Text passage -

>>>>

The marketplace and the public square since the very inception of the city have been at the heart of public life and social interaction. And neither the pandemic, nor the pandemic-fuelled transition to the digital age, seems to have diminished the centrality and role of these spaces. On Thursday, Wall Street rallied as Amazon and Netflix stocks soared because of the lockdown. In addition, video conferencing apps like Zoom have seen an exponential rise in value. Their ephemeral existence notwithstanding, each of these services mimics, respectively, the bazaar, the Colosseum (entertainment in ancient Rome) and the agora (public square in ancient Athens). But despite their financial success, the digital alternatives to social life have been found wanting.
For those who haven’t directly faced a deep disruption to their lives — hunger, unemployment, disease and dislocation — due to COVID-19, online giants have indeed provided comfort and convenience. Yet, people who binge-watched shows on OTT services, pre-pandemic, remember with nostalgia on social media their love for the theatre. The desire to go to a restaurant cannot be replaced by ordering in; the joys of the company of colleagues and comrades aren’t quite the same in an online meeting. Even the small interactions with people on public transport, at shops, have become a thing of value.

<<<<

Your tasks -
A - In the passage about public spaces, which two companies saw their stocks soar on Thursday because of the lockdown?
B - Resume the passage about public spaces after its final sentence and carry it forward in the same voice.
The listing that comes next is separate material, not part of the passage about public spaces.

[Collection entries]

>>>>

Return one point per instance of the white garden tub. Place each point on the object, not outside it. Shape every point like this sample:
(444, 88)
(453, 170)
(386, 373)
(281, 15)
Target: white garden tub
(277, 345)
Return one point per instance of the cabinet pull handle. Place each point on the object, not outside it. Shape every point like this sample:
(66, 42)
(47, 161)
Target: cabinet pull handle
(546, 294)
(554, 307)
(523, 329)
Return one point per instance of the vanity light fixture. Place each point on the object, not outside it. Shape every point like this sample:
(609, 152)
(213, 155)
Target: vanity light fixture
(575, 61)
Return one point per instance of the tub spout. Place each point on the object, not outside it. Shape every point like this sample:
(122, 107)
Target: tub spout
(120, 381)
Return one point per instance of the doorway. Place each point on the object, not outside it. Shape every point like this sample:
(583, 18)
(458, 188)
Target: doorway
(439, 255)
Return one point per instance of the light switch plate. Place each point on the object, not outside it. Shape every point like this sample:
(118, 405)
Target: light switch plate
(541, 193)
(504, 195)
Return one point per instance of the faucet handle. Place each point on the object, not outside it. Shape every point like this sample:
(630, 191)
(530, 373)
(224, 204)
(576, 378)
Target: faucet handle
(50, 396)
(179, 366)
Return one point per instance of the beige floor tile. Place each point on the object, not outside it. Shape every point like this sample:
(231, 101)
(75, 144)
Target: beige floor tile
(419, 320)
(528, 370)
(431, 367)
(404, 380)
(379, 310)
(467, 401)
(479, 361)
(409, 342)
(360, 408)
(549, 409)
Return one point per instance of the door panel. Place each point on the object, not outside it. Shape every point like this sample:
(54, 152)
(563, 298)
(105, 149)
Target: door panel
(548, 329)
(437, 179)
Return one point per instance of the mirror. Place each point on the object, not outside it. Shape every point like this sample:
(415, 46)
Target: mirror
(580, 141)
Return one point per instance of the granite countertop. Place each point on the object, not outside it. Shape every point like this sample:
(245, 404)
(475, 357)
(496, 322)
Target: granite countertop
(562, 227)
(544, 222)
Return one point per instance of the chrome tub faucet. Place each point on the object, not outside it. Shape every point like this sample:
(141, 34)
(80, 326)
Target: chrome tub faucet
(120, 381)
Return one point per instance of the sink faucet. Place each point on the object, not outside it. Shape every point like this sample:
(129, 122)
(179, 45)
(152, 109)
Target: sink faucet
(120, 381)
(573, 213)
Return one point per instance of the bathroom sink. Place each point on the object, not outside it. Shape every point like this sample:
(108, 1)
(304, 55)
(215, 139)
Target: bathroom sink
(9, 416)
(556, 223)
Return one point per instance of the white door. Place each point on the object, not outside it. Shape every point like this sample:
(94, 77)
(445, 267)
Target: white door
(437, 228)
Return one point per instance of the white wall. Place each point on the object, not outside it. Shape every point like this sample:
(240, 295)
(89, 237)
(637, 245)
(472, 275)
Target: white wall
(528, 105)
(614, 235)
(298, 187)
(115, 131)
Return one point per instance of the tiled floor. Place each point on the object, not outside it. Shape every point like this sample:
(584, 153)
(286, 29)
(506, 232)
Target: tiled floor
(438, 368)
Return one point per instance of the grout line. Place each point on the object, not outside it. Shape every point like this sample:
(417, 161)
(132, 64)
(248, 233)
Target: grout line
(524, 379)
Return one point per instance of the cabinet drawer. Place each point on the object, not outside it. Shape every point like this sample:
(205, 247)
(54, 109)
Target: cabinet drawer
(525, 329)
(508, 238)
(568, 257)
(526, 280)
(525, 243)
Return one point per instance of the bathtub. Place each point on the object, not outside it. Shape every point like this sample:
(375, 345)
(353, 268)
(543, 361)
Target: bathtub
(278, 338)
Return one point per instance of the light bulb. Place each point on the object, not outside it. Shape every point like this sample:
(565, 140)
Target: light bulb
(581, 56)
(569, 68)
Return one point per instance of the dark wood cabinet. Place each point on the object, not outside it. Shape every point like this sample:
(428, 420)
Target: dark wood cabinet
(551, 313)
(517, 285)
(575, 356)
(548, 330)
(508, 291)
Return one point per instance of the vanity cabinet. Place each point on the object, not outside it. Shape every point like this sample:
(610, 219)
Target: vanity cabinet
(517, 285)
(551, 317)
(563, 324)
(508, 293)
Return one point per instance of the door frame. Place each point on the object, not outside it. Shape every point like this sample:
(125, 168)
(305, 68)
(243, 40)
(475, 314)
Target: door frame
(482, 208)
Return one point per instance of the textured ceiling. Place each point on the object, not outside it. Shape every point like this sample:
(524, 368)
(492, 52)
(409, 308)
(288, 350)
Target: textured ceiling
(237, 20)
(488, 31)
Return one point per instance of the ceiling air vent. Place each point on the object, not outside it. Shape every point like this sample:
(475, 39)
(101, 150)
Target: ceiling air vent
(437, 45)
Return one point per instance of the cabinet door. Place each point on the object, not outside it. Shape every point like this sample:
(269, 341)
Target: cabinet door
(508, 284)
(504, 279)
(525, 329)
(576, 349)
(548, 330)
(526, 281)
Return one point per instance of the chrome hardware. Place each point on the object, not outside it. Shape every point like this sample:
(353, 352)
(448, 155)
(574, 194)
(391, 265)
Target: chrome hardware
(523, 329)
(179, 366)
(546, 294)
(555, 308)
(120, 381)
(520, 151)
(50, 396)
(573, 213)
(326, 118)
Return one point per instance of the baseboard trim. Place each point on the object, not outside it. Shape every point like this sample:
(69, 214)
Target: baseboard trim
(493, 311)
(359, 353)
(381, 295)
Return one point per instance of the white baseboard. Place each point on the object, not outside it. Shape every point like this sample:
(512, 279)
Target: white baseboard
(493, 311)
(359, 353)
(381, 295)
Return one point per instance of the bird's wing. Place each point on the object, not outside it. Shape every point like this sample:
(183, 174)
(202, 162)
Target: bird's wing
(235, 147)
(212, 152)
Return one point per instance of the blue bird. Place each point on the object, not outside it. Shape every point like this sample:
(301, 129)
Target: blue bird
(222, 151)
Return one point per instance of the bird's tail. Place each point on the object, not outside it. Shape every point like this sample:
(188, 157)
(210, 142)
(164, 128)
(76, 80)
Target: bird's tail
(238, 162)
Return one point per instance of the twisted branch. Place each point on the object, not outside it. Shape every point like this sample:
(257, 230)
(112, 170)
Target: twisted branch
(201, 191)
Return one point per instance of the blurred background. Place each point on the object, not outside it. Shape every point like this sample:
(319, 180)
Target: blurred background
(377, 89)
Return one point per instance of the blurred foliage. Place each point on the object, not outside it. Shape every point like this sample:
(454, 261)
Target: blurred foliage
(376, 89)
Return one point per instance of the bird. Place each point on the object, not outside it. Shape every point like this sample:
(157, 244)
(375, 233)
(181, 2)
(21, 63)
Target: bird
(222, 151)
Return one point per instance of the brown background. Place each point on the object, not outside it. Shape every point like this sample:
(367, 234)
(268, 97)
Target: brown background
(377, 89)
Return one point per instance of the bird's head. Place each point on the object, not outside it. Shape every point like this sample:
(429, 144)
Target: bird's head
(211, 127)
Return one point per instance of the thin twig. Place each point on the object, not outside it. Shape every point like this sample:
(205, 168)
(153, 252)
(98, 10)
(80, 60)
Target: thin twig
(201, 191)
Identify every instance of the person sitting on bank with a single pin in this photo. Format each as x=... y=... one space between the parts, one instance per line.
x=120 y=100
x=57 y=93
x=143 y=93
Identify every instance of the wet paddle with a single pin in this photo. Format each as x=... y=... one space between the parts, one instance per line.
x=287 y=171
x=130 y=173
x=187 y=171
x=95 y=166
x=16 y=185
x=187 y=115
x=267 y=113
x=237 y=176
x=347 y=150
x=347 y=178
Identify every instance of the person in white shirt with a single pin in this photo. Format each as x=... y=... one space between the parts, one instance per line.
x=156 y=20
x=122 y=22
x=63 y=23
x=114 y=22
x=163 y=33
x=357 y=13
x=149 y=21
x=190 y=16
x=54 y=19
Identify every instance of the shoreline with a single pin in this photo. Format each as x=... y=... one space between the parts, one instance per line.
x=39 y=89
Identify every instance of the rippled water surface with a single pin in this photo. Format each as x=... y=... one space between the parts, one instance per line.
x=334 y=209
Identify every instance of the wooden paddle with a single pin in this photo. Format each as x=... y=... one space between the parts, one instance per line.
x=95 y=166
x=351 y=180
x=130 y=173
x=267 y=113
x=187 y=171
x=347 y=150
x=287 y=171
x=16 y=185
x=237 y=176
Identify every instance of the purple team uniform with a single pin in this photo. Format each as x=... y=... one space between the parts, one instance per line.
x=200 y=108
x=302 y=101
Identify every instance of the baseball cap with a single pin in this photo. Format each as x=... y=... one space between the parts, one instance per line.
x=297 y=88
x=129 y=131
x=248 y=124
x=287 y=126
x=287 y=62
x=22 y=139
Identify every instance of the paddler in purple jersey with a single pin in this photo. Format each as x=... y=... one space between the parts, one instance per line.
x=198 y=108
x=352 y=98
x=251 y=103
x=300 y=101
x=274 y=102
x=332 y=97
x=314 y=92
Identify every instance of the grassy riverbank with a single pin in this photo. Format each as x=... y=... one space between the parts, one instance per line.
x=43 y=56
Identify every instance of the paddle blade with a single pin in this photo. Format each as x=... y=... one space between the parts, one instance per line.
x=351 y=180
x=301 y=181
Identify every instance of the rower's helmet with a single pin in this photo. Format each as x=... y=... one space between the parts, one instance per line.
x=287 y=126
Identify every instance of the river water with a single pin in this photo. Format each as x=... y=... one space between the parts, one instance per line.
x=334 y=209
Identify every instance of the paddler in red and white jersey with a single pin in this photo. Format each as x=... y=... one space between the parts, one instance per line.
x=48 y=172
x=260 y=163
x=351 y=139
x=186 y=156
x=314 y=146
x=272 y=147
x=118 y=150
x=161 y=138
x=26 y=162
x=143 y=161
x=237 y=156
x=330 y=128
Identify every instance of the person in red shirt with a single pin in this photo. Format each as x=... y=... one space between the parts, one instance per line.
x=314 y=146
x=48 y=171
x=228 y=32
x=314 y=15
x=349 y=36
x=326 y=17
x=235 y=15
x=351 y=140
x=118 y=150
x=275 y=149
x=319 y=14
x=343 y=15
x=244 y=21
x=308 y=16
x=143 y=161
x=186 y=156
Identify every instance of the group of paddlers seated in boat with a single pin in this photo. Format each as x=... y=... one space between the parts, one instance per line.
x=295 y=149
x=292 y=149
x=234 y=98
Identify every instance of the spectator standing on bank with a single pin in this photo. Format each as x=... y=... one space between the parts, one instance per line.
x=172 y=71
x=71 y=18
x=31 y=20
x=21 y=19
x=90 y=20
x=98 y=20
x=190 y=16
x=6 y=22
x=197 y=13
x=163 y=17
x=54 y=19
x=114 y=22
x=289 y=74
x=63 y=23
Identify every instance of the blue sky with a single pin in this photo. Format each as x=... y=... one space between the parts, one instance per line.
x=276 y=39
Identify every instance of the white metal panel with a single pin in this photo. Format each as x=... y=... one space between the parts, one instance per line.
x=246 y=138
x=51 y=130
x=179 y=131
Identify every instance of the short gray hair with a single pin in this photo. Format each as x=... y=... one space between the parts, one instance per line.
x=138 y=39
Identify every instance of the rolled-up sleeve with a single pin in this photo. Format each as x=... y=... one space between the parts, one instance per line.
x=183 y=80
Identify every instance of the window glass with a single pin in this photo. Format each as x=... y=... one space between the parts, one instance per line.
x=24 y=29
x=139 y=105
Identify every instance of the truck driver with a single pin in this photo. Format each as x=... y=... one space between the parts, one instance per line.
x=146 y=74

<<<<
>>>>

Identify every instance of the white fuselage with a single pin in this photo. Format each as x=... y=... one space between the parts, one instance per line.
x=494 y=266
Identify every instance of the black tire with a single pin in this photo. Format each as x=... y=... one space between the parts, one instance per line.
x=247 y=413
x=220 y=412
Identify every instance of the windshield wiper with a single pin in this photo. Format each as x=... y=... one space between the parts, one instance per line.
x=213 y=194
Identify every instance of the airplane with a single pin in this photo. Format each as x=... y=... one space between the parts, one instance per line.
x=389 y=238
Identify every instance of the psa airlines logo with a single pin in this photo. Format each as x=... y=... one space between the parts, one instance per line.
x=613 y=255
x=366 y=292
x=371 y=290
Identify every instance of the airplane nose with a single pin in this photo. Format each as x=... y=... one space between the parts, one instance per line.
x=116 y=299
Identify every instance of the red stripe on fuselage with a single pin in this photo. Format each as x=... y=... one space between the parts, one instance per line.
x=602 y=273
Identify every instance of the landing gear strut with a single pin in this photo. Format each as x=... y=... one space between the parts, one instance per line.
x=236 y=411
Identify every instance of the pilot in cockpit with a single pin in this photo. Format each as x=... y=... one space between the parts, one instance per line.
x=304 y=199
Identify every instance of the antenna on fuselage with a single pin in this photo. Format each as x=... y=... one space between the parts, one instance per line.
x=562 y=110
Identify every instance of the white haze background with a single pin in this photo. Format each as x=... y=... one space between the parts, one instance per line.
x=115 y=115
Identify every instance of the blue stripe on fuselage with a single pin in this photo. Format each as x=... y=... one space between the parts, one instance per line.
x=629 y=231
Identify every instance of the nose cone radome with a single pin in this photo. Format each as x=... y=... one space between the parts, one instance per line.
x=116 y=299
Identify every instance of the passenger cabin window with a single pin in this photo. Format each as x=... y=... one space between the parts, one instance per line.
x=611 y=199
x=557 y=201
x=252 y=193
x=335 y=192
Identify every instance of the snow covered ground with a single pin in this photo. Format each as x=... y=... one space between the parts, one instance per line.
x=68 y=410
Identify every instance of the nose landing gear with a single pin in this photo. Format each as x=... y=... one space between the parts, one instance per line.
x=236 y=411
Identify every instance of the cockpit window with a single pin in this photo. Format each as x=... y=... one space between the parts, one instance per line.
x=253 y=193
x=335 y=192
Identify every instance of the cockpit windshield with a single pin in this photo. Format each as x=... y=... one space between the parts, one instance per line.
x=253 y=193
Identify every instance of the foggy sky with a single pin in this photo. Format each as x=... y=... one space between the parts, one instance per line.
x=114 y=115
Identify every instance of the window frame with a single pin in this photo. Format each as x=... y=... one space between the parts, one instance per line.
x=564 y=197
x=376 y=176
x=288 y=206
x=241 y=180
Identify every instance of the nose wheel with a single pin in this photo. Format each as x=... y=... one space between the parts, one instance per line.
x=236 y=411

<<<<

Answers for this exercise -
A - Amazon and Netflix.

B -
The digital alternative can provide for people’s wants and even the means for physical sustenance. But without others, the self crumbles; even the greatest narcissists need an audience. Perhaps that’s why people are reaching out in their neighbourhoods, performing music and theatre through windows, coming together to applaud the otherwise unseen and unrecognised, like sanitation workers. The mimicry of civilisation online just isn’t enough. In isolation, perhaps, people will realise why no one can go it alone.